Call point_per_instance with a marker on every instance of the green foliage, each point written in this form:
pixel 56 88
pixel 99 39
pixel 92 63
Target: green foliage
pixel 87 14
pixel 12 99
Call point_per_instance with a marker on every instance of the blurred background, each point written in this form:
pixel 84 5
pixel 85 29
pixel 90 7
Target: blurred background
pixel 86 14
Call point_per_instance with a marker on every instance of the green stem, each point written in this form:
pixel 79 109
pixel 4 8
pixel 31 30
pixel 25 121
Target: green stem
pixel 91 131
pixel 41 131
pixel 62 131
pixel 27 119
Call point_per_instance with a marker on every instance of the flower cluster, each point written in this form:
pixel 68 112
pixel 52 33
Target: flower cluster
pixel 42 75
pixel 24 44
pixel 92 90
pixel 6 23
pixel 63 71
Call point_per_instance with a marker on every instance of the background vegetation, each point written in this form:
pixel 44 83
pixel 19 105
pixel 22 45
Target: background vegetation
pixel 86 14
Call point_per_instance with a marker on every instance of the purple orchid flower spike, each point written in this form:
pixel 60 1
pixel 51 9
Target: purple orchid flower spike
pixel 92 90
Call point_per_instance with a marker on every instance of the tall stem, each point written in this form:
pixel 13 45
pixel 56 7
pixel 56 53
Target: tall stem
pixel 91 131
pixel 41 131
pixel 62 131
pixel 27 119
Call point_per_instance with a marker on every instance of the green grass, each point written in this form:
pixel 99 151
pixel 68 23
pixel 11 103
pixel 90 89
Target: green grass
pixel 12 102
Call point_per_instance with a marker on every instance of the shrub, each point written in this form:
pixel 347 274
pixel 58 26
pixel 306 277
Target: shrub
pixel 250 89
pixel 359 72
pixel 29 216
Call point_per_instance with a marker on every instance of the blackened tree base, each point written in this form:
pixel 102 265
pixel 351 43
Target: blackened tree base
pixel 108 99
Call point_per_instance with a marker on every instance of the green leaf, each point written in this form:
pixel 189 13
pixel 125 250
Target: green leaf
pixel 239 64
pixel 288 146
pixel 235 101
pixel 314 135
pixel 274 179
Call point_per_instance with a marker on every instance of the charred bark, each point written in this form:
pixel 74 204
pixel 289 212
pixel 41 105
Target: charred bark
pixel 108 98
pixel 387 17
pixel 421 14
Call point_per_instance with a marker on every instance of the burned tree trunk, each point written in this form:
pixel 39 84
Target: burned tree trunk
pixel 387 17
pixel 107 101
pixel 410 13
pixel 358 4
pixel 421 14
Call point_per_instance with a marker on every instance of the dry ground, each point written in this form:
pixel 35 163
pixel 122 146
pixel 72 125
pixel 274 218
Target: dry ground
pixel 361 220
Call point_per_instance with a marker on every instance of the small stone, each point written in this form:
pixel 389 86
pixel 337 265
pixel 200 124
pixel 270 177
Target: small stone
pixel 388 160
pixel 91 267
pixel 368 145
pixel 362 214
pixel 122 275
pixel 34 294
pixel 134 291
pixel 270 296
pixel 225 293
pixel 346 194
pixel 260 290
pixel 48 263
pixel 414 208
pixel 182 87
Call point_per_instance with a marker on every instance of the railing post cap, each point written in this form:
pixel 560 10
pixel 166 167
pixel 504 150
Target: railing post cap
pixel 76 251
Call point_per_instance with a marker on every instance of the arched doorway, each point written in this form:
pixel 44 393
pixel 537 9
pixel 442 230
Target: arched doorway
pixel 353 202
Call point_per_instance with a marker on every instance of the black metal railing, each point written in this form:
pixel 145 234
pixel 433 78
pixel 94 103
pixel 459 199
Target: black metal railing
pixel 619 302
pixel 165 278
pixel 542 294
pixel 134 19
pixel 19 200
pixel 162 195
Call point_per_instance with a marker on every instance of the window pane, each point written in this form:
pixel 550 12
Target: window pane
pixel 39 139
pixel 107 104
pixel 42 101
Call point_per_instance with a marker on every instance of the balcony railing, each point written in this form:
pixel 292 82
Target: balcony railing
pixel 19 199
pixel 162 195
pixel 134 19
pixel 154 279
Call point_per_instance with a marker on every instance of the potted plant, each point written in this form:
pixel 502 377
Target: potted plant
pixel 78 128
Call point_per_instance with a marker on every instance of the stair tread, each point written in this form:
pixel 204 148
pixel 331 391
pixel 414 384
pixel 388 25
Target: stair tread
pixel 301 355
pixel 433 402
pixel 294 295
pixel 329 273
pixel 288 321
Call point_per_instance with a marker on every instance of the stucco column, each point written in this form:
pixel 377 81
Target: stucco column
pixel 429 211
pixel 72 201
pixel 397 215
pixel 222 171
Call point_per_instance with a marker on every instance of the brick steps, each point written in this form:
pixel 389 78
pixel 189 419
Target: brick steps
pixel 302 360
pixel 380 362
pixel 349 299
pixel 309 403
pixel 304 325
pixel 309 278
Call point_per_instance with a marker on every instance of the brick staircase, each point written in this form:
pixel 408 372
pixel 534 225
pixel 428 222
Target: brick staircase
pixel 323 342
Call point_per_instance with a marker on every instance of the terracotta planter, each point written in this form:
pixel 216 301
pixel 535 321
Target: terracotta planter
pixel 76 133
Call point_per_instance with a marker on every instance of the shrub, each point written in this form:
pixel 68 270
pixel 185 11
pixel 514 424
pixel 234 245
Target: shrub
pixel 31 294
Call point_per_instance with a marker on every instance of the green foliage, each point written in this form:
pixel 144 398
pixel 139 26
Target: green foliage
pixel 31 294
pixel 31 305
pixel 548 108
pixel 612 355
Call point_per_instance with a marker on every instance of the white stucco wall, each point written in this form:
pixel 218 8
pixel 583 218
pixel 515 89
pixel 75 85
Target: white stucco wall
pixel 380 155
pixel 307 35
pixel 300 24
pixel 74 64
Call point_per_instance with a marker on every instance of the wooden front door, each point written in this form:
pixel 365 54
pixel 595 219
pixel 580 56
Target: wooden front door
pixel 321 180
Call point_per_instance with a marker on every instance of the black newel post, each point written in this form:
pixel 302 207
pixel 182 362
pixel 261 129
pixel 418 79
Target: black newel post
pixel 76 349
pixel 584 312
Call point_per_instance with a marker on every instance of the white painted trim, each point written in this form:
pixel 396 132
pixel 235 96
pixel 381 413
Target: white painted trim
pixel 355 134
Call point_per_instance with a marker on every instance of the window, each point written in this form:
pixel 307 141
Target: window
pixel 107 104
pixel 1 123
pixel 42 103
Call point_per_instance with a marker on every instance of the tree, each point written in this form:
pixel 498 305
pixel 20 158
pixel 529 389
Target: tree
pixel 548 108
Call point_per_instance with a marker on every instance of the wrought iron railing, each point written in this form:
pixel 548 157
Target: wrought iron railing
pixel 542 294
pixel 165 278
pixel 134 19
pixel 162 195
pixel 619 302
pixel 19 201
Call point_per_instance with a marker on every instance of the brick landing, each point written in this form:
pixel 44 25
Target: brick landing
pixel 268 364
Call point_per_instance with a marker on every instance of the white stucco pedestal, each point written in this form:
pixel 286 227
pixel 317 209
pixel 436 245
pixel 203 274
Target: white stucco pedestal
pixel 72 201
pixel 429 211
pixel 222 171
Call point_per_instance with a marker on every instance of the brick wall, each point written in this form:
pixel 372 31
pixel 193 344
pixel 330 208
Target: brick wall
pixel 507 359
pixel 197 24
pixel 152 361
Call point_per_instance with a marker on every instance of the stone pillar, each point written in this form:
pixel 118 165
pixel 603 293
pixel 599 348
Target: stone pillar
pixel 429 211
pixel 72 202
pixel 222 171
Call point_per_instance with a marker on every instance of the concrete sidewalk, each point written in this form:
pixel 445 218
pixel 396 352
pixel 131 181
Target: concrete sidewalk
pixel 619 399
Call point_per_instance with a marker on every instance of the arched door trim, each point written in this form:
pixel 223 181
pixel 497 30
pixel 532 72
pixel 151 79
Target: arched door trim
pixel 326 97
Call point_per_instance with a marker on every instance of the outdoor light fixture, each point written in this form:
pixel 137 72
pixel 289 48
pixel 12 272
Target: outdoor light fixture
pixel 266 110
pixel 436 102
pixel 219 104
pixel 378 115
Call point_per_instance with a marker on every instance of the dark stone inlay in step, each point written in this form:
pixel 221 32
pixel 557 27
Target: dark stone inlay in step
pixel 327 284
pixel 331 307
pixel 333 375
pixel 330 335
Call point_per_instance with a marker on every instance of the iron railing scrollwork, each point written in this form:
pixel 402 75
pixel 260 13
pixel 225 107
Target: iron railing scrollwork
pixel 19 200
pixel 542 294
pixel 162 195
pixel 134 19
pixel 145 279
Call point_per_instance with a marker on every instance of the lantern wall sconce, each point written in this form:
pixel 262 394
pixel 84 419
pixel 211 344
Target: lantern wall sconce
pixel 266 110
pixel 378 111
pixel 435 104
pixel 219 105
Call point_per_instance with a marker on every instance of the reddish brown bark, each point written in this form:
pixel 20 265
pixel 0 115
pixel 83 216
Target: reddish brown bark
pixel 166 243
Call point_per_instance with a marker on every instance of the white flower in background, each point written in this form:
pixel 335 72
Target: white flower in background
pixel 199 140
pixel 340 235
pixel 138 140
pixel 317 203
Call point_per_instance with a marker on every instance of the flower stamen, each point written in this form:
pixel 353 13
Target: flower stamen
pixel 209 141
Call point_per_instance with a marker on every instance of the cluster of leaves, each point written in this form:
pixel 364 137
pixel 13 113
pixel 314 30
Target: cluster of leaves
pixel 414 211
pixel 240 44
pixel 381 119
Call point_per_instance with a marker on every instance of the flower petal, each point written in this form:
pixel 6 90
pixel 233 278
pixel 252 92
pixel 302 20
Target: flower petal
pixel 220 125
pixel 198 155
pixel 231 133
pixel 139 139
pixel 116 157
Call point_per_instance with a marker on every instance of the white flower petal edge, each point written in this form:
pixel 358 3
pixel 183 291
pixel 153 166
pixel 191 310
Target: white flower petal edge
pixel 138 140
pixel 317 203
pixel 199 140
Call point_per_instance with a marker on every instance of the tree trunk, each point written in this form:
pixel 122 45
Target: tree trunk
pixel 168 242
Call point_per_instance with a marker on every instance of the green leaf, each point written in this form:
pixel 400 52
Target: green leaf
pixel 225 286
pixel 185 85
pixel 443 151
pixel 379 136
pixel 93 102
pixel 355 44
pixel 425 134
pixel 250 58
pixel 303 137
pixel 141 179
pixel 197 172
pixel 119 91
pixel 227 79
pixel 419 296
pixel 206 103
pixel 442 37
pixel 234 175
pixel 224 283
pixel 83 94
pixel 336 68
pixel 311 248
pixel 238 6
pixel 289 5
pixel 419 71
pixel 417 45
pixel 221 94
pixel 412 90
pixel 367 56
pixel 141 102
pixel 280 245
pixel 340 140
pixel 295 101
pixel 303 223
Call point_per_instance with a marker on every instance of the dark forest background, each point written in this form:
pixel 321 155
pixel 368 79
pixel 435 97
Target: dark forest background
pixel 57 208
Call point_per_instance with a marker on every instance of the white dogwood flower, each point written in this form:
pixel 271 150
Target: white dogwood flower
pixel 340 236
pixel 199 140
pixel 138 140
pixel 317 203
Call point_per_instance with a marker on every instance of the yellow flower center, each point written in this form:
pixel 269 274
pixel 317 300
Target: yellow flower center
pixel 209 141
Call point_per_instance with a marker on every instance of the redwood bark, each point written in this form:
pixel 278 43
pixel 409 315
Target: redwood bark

################

> Work required: Give everything from the line containing "of the yellow" down to the end of the data as a JSON list of strings, one string for each line, with blank lines left out.

> Solution to the exercise:
[
  "Call point_per_instance with a marker on every instance of the yellow flower center, each point written in this form:",
  "pixel 269 274",
  "pixel 317 300",
  "Target: yellow flower center",
  "pixel 209 141",
  "Call point_per_instance with a marker on every instance of the redwood bark, each point written in this form:",
  "pixel 278 43",
  "pixel 409 315",
  "Target: redwood bark"
]